**Work to be completed:** Your task is to reproduce exactly the lines from the line with "Study the photograph above. Where on each instance of the white" through the end of the records below.

**Data extract:**
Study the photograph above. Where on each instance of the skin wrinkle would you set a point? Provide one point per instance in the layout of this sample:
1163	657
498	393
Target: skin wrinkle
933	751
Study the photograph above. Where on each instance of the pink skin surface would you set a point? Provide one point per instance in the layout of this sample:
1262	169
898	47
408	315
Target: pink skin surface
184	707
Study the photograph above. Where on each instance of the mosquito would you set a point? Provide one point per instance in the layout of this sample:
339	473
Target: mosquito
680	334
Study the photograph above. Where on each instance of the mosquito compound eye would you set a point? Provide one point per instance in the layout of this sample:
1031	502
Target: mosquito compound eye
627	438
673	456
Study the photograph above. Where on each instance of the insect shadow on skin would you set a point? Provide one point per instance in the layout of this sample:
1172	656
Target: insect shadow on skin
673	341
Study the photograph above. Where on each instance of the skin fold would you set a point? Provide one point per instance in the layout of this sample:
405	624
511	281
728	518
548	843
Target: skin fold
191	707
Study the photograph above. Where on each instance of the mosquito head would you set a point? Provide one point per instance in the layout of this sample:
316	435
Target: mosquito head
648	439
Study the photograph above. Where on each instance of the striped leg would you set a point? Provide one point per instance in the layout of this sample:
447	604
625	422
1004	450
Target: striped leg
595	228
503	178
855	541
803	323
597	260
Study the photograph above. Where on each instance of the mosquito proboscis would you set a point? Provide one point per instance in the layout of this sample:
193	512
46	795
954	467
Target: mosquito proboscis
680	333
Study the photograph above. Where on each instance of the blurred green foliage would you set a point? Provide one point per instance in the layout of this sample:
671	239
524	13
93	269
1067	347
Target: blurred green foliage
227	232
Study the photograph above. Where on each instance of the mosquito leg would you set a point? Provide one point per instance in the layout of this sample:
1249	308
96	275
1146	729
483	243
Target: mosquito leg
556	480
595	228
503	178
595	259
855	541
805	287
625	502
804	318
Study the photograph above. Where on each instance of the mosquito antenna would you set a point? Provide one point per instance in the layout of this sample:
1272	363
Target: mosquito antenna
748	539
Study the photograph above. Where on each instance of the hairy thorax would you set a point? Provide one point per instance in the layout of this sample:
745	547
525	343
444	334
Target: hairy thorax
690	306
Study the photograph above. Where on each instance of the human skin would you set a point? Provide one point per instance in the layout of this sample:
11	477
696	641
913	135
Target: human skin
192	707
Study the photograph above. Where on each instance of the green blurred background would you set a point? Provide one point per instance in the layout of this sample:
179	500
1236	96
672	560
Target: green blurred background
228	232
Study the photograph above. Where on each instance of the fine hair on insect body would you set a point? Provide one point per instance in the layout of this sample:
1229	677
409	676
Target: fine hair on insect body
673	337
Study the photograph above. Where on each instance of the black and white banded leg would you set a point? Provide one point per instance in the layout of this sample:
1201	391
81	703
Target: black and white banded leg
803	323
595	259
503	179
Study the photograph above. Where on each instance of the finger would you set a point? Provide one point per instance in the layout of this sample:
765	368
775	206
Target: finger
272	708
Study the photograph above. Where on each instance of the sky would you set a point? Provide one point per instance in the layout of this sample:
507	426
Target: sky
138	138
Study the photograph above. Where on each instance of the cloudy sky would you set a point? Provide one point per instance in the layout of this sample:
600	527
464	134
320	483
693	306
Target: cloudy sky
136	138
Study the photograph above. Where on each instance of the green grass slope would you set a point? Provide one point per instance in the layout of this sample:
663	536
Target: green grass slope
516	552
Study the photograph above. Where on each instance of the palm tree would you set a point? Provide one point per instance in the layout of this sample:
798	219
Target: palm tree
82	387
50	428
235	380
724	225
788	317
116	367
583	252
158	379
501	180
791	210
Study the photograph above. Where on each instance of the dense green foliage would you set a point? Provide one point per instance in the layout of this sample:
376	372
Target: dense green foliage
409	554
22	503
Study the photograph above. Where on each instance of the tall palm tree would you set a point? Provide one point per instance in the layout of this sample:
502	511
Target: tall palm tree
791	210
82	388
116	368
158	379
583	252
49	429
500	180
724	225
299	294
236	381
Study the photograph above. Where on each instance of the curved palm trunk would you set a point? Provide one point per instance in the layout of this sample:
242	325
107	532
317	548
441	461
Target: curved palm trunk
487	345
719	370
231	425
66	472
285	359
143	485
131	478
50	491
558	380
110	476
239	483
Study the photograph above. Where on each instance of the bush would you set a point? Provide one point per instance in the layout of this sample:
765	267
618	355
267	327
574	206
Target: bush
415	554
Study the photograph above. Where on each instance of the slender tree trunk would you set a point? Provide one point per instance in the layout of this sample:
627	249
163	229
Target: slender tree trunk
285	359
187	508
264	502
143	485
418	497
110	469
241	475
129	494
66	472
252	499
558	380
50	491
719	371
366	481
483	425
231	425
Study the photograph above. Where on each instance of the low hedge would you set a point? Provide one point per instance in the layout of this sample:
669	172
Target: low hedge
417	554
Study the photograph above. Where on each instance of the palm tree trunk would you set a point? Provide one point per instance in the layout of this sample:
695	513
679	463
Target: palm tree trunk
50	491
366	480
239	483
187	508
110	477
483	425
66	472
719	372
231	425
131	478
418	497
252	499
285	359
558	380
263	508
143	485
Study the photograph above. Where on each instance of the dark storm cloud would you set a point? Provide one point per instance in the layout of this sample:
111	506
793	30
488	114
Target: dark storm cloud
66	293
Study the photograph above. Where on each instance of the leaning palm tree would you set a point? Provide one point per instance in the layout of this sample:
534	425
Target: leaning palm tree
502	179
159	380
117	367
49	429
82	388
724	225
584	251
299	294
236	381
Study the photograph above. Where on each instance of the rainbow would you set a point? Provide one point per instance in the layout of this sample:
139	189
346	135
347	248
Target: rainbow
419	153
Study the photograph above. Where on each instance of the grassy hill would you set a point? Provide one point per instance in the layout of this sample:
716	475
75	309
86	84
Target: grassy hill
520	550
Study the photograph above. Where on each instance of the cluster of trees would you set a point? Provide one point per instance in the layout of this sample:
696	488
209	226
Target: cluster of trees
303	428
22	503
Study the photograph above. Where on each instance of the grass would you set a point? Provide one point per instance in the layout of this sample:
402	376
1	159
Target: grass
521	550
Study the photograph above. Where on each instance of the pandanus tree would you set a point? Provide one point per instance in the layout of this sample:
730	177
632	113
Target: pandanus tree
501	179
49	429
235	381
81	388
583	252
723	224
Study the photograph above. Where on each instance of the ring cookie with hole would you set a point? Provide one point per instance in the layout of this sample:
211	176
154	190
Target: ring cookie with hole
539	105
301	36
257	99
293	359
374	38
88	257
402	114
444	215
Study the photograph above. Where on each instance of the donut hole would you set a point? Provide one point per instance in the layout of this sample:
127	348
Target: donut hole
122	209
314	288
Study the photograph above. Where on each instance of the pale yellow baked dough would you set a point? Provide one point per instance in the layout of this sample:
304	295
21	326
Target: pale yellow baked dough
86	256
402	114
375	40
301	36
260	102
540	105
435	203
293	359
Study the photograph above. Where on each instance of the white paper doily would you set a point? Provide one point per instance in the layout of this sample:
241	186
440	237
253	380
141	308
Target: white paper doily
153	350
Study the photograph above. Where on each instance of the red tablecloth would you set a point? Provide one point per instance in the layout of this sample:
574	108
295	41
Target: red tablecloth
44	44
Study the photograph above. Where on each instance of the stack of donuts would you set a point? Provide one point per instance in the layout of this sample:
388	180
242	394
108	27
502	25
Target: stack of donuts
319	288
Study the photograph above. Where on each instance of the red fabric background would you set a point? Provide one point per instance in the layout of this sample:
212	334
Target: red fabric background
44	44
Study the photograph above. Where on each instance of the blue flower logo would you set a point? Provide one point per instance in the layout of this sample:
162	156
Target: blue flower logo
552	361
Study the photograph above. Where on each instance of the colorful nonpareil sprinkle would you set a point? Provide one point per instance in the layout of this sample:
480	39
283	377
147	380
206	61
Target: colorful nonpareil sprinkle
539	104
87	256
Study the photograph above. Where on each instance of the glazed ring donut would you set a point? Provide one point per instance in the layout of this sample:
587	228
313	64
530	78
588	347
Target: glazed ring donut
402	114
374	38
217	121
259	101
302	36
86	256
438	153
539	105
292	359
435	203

**Written response:**
Study the photograph above. Where on each instance of the white paper doily would you set a point? Provide one point per instance in the layout of this sample:
241	186
440	237
253	380
141	308
Target: white paper doily
153	350
Study the photograph above. Where on each instance of the red tablecloth would you set a point? Provide one point per instance in the layout of this sample:
574	108
295	41
Target: red tablecloth
44	44
Study the photograph above. Where on each instance of the stack of donuts would you set a point? Provide one point per instance in the layout of this sample:
388	180
242	394
108	27
502	25
Target: stack of donuts
319	288
Study the photograph above. Where on each instance of the red fabric background would you set a point? Provide one point per instance in the layout of this sample:
212	334
Target: red fabric background
44	44
Study the photograph above. Where on each instance of the blue flower logo would you set a point? Provide one point per instance in the layout of this sample:
162	156
Target: blue flower logo
552	361
Study the photograph above. Where on each instance of the colorful nonpareil sprinkle would you set a point? Provide one point per instance in the layout of this sample:
480	39
283	377
147	380
206	61
Target: colorful nonpareil sprinkle
539	104
87	256
Study the photograph above. Where on each instance of the glazed ring donut would you set a point? Provide one point per instance in the layout of this sample:
587	228
313	64
530	78
588	347
Target: glazed ring donut
402	114
374	38
217	121
259	101
302	36
86	256
438	153
539	105
292	359
435	203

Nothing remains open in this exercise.